◆ **Set exercise**:
Reproduce every entry below word for word, leaving out the pictures.

◆ **Extracted data**:

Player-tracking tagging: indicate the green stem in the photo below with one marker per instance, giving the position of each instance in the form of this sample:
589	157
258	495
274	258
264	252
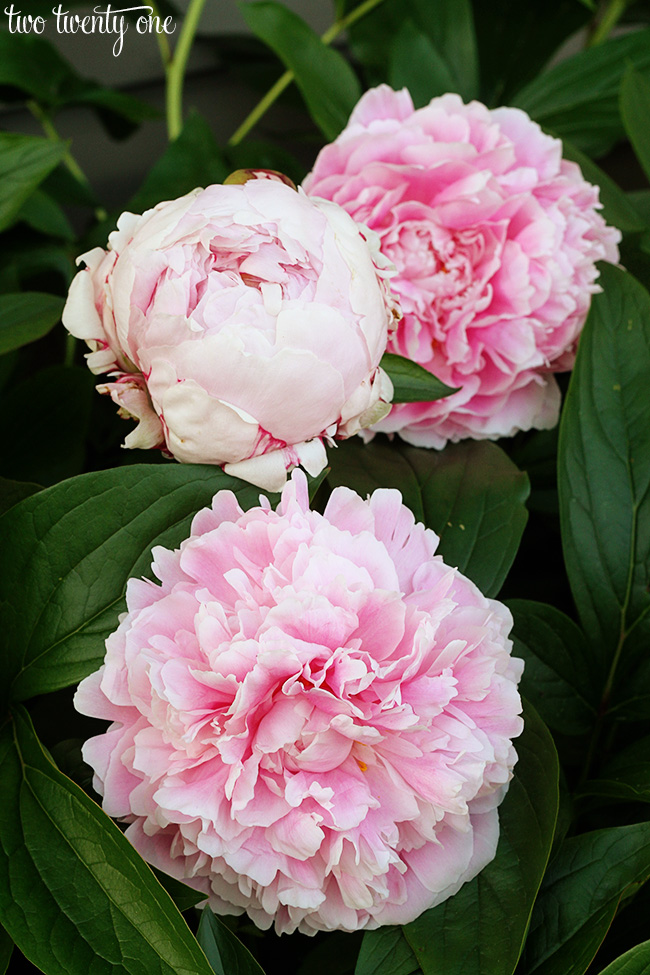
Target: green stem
163	42
176	68
70	349
611	16
285	80
69	161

◆ **Result**:
Player-tracking tagging: indicate the green stem in the photo below with one marker per instance, giving the position of each instance in the form of this sample:
589	157
258	495
274	258
264	252
Target: green stem
163	42
176	68
70	349
611	16
285	80
69	161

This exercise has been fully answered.